Repeat the entries that appear below, exactly as they are given.

Input data: Begin

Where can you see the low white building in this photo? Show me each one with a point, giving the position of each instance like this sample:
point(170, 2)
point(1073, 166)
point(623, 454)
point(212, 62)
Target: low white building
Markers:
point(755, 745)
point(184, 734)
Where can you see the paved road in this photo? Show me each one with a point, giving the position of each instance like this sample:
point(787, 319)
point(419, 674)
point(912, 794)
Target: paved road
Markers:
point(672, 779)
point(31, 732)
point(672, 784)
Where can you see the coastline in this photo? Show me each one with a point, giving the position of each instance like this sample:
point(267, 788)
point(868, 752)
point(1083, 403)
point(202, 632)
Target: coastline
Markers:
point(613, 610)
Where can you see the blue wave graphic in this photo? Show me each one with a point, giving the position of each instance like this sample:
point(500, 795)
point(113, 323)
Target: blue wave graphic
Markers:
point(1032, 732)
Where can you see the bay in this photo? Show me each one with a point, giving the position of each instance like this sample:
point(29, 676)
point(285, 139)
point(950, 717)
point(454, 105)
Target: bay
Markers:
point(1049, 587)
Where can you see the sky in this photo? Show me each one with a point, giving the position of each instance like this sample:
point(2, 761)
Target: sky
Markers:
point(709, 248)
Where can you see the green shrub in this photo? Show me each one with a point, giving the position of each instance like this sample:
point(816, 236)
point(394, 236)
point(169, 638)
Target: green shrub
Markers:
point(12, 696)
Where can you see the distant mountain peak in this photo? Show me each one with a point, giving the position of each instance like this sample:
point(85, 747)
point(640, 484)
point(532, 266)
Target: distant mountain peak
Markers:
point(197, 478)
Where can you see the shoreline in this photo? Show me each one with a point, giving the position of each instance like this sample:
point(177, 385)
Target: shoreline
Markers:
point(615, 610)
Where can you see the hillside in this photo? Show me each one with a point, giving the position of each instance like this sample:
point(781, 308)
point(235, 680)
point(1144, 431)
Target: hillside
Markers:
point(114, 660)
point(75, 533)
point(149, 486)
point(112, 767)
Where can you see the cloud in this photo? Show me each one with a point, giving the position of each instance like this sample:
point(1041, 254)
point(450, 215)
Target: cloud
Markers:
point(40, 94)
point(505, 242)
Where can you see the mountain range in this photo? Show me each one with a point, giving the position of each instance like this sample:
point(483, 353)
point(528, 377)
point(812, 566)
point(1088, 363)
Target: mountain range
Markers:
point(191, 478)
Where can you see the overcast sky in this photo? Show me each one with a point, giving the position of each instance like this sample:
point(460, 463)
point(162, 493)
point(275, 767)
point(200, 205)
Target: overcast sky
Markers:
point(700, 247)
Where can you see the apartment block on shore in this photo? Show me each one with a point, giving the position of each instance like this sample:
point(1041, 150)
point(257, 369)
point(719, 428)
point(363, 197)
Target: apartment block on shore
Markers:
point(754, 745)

Input data: End

▶ _Task answer_:
Where can you see the low white building in this photo? Show me each one with a point, giving the position of each instance like this sample:
point(170, 2)
point(1073, 166)
point(623, 454)
point(212, 62)
Target: low white building
Markers:
point(755, 745)
point(184, 734)
Where can you see the paved road in this photo? Show me each one with a point, giving the position of each instance like this sample:
point(787, 319)
point(419, 674)
point(912, 794)
Target: paved road
Markers:
point(672, 779)
point(31, 732)
point(672, 784)
Where can you see the coastline in this photo? Show me each one with a point, giving the position of each instance like this sample:
point(267, 788)
point(868, 752)
point(1083, 403)
point(202, 632)
Target: coastline
Markers:
point(613, 610)
Where can you see the blue wave graphic in this photo? Show me each one with a point, giving the position of each instance like this sample:
point(500, 795)
point(113, 323)
Target: blue wave graphic
Markers:
point(1032, 732)
Where can you see the bay in this photo? Show me each one with a point, giving the position of each instance like this sample:
point(29, 676)
point(285, 139)
point(950, 717)
point(454, 105)
Target: bay
Markers:
point(1049, 587)
Where can you see the sky in this photo? Show me each one with a point, giving the position of each instance like this sample:
point(2, 761)
Target: sky
Markers:
point(709, 248)
Where can you see the green shrub in this photo? Show me each one with a point, giving the position of each instance like this sample:
point(816, 236)
point(394, 236)
point(169, 638)
Target: green shrub
Markers:
point(12, 696)
Where can you see the distant mountain peak in this photo? Show me each one with a point, giving the position of each instance like this sample:
point(85, 747)
point(640, 484)
point(532, 266)
Target: distant mountain peak
Markers:
point(197, 478)
Where can you see the shoreline in this photo? Show me each one with a point, giving the position of each instance like this sample:
point(177, 385)
Target: shoreline
Markers:
point(615, 610)
Where can you see the hillside in this photo? Show me each one with a point, giving the position of each instance like this sample:
point(781, 308)
point(235, 680)
point(1144, 431)
Target: hillside
Markers:
point(114, 660)
point(75, 533)
point(149, 486)
point(112, 767)
Where can you see the cloud in this photo? Show me each one with a point, giving the position of each instance like this sample:
point(1041, 254)
point(450, 215)
Target: cloud
Markers:
point(40, 94)
point(505, 242)
Where can you see the mountain range in this photo? Show me each one with a point, giving the position of each instance like this sample:
point(483, 353)
point(528, 377)
point(812, 566)
point(1088, 363)
Target: mountain range
Markers:
point(191, 478)
Where can you see the overcast sky in this photo? Show me each one with a point, giving the position of each instance like this sample:
point(460, 463)
point(162, 493)
point(275, 767)
point(200, 205)
Target: overcast sky
Markers:
point(700, 247)
Where can you see the apartment block on shore in this photo? Show me each one with a point, giving the position of each instance like this sample:
point(1041, 150)
point(257, 369)
point(719, 428)
point(363, 197)
Target: apartment block on shore
Markers:
point(754, 745)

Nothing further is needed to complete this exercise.